▶ **TASK**: Determine the number of lines in the data that include the word "wooden", and write only that number.

▶ **ENTRIES SHOWN**:

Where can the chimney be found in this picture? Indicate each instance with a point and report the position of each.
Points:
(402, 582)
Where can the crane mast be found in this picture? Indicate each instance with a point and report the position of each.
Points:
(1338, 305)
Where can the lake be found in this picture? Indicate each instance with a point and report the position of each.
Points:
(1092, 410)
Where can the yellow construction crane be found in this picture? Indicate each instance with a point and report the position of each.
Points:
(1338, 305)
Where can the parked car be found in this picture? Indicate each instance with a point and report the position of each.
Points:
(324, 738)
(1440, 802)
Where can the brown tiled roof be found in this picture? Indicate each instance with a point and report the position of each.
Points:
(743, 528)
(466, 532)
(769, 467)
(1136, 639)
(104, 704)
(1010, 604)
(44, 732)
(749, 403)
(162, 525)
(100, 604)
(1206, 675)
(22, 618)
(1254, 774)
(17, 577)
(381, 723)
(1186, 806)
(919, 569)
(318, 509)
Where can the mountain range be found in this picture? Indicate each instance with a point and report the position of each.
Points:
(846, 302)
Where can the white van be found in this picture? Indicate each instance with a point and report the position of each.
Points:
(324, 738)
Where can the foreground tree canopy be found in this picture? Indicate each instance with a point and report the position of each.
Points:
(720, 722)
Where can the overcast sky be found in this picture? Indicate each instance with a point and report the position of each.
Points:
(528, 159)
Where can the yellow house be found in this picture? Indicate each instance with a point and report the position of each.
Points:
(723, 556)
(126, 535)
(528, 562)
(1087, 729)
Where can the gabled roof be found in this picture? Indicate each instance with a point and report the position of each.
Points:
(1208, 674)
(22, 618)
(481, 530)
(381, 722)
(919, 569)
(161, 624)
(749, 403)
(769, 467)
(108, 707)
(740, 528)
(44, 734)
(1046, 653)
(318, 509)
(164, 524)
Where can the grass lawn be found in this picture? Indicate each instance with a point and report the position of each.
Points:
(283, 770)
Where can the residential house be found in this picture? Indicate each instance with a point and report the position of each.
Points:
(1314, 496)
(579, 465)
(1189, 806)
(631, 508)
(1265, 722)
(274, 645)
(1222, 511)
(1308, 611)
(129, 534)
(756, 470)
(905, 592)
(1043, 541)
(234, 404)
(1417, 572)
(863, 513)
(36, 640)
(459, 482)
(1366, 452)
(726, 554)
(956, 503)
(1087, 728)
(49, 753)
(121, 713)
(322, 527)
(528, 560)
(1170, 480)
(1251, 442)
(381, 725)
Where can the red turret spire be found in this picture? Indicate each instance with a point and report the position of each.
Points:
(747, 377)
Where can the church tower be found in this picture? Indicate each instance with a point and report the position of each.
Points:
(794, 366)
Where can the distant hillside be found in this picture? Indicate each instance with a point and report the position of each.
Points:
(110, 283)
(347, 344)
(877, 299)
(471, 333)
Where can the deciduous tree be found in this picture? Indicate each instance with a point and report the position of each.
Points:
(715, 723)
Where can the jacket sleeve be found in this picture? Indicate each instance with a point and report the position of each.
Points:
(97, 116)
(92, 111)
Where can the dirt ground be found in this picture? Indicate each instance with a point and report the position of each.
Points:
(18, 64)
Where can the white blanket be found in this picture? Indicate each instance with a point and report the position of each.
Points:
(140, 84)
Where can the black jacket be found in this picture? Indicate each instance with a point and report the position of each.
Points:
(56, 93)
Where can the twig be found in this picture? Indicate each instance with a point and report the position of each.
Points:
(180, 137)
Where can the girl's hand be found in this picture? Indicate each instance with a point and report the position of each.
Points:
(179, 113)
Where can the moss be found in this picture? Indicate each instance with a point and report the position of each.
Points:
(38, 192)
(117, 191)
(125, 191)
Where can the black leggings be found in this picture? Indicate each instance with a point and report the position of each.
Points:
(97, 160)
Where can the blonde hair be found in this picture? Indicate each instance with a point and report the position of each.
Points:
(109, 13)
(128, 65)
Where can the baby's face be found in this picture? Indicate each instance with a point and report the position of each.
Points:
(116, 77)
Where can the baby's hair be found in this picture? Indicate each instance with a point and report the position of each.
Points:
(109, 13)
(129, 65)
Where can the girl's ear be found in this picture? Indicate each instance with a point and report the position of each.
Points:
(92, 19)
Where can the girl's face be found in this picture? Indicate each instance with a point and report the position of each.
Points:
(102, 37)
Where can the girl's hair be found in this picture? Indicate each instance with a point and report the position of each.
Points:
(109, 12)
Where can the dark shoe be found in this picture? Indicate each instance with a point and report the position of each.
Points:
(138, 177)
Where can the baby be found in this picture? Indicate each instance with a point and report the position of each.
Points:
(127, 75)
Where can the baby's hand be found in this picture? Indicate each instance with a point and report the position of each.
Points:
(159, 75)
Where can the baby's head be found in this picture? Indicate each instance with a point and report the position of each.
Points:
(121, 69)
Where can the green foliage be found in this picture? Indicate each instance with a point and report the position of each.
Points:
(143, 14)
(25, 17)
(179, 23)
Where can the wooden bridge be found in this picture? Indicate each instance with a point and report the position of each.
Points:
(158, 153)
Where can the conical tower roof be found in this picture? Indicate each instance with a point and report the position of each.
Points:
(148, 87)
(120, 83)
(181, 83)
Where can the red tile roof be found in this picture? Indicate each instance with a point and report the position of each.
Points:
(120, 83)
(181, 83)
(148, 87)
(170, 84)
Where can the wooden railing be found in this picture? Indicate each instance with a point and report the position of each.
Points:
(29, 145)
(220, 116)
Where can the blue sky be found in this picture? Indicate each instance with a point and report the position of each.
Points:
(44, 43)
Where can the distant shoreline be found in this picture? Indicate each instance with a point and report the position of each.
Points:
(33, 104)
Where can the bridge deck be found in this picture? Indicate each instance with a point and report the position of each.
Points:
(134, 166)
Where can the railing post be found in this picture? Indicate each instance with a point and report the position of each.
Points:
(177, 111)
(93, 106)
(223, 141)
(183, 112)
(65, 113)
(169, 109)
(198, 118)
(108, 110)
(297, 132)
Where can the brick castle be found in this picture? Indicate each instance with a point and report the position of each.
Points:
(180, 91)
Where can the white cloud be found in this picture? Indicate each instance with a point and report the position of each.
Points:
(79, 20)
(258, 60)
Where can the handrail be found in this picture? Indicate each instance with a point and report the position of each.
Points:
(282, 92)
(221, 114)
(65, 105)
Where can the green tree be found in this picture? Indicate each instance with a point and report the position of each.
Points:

▶ **EXPECTED ANSWER**: 2